### [EXERCISE INSTRUCTIONS]
From the first line to the last, write out the material verbatim.

### [DATA EXCERPTS]
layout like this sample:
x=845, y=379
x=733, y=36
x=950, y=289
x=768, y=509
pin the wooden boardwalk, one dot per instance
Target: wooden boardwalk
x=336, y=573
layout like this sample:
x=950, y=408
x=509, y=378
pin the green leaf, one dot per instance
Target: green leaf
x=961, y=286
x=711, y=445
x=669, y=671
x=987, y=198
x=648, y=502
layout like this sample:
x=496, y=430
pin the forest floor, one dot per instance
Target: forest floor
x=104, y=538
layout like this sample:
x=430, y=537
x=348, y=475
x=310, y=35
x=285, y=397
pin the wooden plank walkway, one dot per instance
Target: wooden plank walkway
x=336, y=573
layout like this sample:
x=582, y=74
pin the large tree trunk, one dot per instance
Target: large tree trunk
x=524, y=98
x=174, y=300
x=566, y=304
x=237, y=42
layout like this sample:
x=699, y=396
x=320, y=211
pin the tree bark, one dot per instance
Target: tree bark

### [RESPONSE AREA]
layout like this sample:
x=845, y=379
x=733, y=36
x=950, y=289
x=768, y=509
pin the wooden boardwalk, one dot per instance
Target: wooden boardwalk
x=336, y=573
layout like this sample:
x=950, y=408
x=509, y=378
pin the green leaf, one dot per instance
Target: green leaf
x=961, y=286
x=711, y=445
x=669, y=671
x=987, y=198
x=648, y=502
layout like this sample:
x=496, y=430
pin the forest floor, one dot per instance
Target: forest floor
x=104, y=538
layout like this sample:
x=430, y=537
x=348, y=475
x=310, y=35
x=285, y=397
pin the wooden plank walkway, one dot per instance
Target: wooden plank walkway
x=336, y=573
layout like this sample:
x=582, y=74
pin the large tree trunk, one dot per instance
Target: large tree trunk
x=524, y=98
x=174, y=300
x=566, y=304
x=237, y=42
layout like this sample:
x=699, y=396
x=320, y=211
pin the tree bark, one dot per instance
Target: tree bark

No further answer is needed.